#### [Work to complete]
Output every line of the rows below as a Markdown table with the columns No. and Line, numbering each line and omitting blank lines. Leave the pictures out.

— Start Input records —

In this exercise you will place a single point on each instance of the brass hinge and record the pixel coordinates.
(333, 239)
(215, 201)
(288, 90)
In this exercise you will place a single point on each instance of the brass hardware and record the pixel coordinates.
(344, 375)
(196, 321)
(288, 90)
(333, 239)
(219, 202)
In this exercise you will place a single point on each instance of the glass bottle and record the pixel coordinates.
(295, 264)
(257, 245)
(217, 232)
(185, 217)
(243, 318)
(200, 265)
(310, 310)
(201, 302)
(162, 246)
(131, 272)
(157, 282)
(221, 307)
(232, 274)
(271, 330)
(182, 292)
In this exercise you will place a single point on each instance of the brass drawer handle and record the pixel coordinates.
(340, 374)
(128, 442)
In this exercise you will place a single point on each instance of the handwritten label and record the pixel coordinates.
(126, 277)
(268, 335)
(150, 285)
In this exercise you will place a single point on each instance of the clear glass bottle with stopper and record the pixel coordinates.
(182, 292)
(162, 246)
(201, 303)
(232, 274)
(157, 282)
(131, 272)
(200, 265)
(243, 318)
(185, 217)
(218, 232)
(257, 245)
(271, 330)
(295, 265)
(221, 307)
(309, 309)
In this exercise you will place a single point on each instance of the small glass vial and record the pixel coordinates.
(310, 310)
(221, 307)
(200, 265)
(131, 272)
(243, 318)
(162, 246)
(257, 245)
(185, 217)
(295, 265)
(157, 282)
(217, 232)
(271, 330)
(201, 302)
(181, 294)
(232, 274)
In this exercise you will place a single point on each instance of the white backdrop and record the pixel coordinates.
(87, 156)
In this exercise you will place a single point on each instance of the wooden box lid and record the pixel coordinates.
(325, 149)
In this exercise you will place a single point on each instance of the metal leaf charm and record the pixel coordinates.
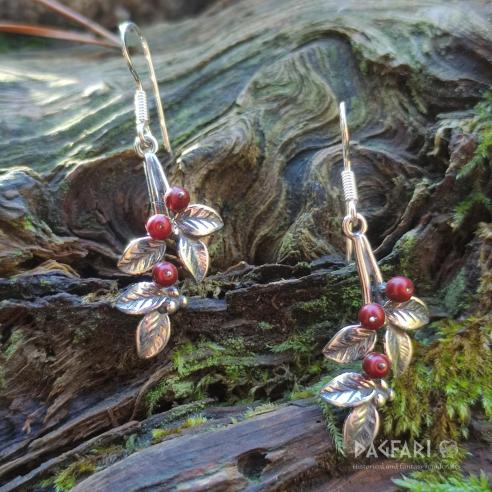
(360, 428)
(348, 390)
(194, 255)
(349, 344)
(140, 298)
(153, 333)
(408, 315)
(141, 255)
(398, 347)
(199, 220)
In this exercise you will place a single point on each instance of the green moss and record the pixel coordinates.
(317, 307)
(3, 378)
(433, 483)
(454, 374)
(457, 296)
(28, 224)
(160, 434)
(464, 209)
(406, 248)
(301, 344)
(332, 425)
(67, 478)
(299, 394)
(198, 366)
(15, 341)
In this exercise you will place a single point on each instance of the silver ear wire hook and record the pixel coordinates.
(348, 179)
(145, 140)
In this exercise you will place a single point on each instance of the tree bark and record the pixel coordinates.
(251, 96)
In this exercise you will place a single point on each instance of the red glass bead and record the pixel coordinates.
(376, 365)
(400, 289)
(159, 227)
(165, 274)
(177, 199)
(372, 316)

— End Input records —

#### [Response to the exercise]
| No. | Line |
|---|---|
| 1 | In this exercise you will place a single point on each instance of the brass hinge and record the pixel coordinates. |
| 2 | (333, 239) |
| 3 | (215, 201) |
| 4 | (288, 90) |
| 5 | In this exercise you will place a single point on each instance of the brass hardware and record the pixel coordinates. |
| 6 | (344, 375) |
| 7 | (196, 321) |
| 8 | (288, 90) |
| 9 | (333, 239) |
| 10 | (219, 202) |
| 11 | In this exercise you will place a single point on each instance of the glass bottle and record the pixel coordinates. |
| 12 | (295, 264) |
| 13 | (257, 245) |
| 14 | (217, 232) |
| 15 | (185, 217) |
| 16 | (243, 318) |
| 17 | (200, 265) |
| 18 | (310, 310) |
| 19 | (201, 302) |
| 20 | (162, 246) |
| 21 | (131, 272) |
| 22 | (157, 282) |
| 23 | (221, 307) |
| 24 | (232, 274) |
| 25 | (271, 330) |
| 26 | (182, 292) |
| 27 | In this exercise you will place a single point on each instance of the brass drawer handle and record the pixel coordinates. |
| 28 | (340, 374) |
| 29 | (128, 442) |
| 30 | In this exercise you will place a single point on each instance of the handwritten label and record the pixel coordinates. |
| 31 | (126, 277) |
| 32 | (268, 335) |
| 33 | (150, 285) |
| 34 | In this exercise you will place a single point on each instance of the clear glass bottle with stopper and record the pixel coordinates. |
| 35 | (182, 292) |
| 36 | (162, 246) |
| 37 | (201, 303) |
| 38 | (232, 274) |
| 39 | (157, 282) |
| 40 | (131, 272) |
| 41 | (200, 265) |
| 42 | (243, 318) |
| 43 | (185, 217) |
| 44 | (218, 232) |
| 45 | (257, 245) |
| 46 | (271, 330) |
| 47 | (295, 265) |
| 48 | (221, 307) |
| 49 | (309, 309) |
| 50 | In this exercise you will place a single point on each instance of the small glass vial and record the pixel coordinates. |
| 51 | (310, 310) |
| 52 | (221, 307) |
| 53 | (200, 265) |
| 54 | (131, 272) |
| 55 | (243, 318) |
| 56 | (162, 246) |
| 57 | (257, 245) |
| 58 | (185, 217) |
| 59 | (295, 265) |
| 60 | (157, 282) |
| 61 | (217, 232) |
| 62 | (271, 330) |
| 63 | (201, 302) |
| 64 | (181, 294) |
| 65 | (232, 274) |
| 66 | In this exercise you will place a single point on each instance of the white backdrop and record the pixel coordinates. |
| 67 | (87, 156) |
| 68 | In this exercise you will place a single point on each instance of the wooden box lid and record the pixel coordinates. |
| 69 | (325, 149) |
| 70 | In this exercise you will place a single point on each instance of the metal leaf charm and record the pixel coordinates. |
| 71 | (360, 428) |
| 72 | (348, 390) |
| 73 | (194, 255) |
| 74 | (349, 344) |
| 75 | (140, 298) |
| 76 | (153, 333) |
| 77 | (408, 315) |
| 78 | (141, 255) |
| 79 | (398, 347) |
| 80 | (199, 220) |
| 81 | In this exercise you will place a single point on each instance of the green moss and record the pixel coordinates. |
| 82 | (317, 307) |
| 83 | (3, 378) |
| 84 | (433, 483) |
| 85 | (454, 374) |
| 86 | (457, 296) |
| 87 | (28, 224) |
| 88 | (160, 434) |
| 89 | (464, 209) |
| 90 | (406, 248) |
| 91 | (301, 344) |
| 92 | (332, 425) |
| 93 | (67, 478) |
| 94 | (299, 394) |
| 95 | (198, 366) |
| 96 | (15, 341) |
| 97 | In this exercise you will place a single point on each instance of the silver ear wire hook and record the pixel coordinates. |
| 98 | (348, 179) |
| 99 | (145, 140) |
| 100 | In this exercise you will place a single point on each instance of the tree bark and record the pixel coordinates. |
| 101 | (251, 96) |
| 102 | In this exercise you will place a single point on each instance of the red glass bead and record the pixel coordinates. |
| 103 | (376, 365) |
| 104 | (400, 289) |
| 105 | (159, 227) |
| 106 | (165, 274) |
| 107 | (177, 199) |
| 108 | (372, 316) |